I often think I have to wait until my children are asleep or gone to really dig into my creativity. But this is so untrue. If I let go of having the perfect scenario — quiet, no one around, ideal music playing in the background, etc. — I have found that I open myself up to so many more opportunities for creativity, as well as teaching my kids how to live out their own creativity. 

For instance, I had been wanting to create a wall hanging for weeks, and I was stalling, waiting until I had the perfect amount of time alone. I finally decided to jump in and do it one day with my kids at home. They were so interested in what I was doing that they busted out their own canvases and made mini wall hangings of their own. Check out our inspiration from @thisminimalhouse on Instagram. 

It is helpful, especially if you have a houseful of children, to keep a running list of creative things you want to pursue. Then, when you get half an hour, you can jump right in with your kids, instead of trying to think of an idea. 

2. Model the Joy of Creativity.

Passion is contagious. In fact, there’s probably nothing more contagious to your kids than your passion. You could talk to your kids until they are blue in the face, but they can sense the authenticity and feeling (or lack thereof) behind our words.
***
■ PROBLEM STATEMENT ■
Carry the piece on parenting and creativity forward from its final sentence. The records that come next have no connection to the text on creativity with children.
***
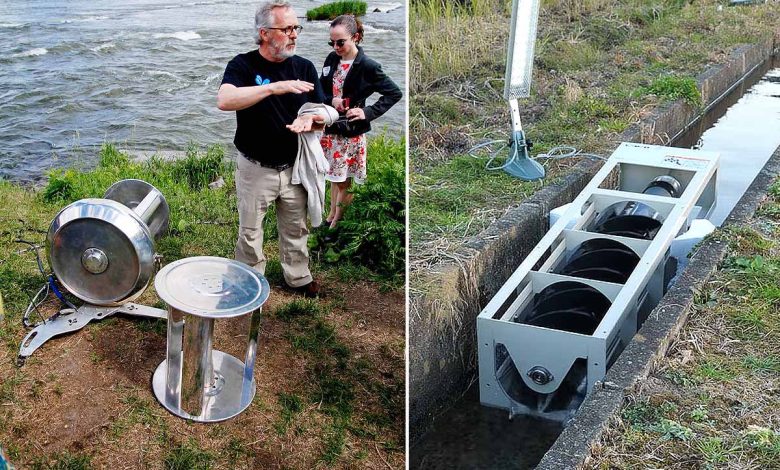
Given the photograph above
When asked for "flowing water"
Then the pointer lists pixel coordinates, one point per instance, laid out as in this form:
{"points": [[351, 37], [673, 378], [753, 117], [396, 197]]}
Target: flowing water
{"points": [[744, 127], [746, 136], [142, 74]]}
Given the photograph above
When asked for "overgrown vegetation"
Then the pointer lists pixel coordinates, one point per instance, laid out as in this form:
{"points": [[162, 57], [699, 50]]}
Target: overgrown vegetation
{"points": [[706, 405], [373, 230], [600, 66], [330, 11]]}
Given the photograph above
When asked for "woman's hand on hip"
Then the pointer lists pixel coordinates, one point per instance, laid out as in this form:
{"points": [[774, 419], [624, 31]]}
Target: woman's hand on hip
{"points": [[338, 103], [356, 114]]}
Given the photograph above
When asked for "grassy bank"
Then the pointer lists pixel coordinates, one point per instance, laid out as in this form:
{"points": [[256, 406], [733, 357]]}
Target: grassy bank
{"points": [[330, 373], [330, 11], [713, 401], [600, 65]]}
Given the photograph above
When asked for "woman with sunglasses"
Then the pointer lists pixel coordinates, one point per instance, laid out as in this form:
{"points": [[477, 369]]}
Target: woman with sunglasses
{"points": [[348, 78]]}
***
■ REPLY ■
Think about the teachers in your life who had the most impact. What did they all have in common? My guess? Passion for the subject matter. Most of us can point to a concrete moment when we developed a passion of our own, and much of the time, it had something to do with a person who impacted us deeply. 

Be excited about one of your creative outlets — with your kids. Invite them in, show them what you do, and tell them why you love it. Let them see your eyes light up as you paint on a canvas or write a poem or do a craft or execute a dance.

They may not become passionate about the same outlet you are passionate about, but it could undoubtedly spark their passion for creativity in the broader sense. We may not all be artists in the traditional sense — but that doesn’t mean we’re not all creative in some way or another.

My husband has a friend who finds creative joy in creating fishing flies. His eyes light up when he talks about it. Show them the way by inviting them into your passion.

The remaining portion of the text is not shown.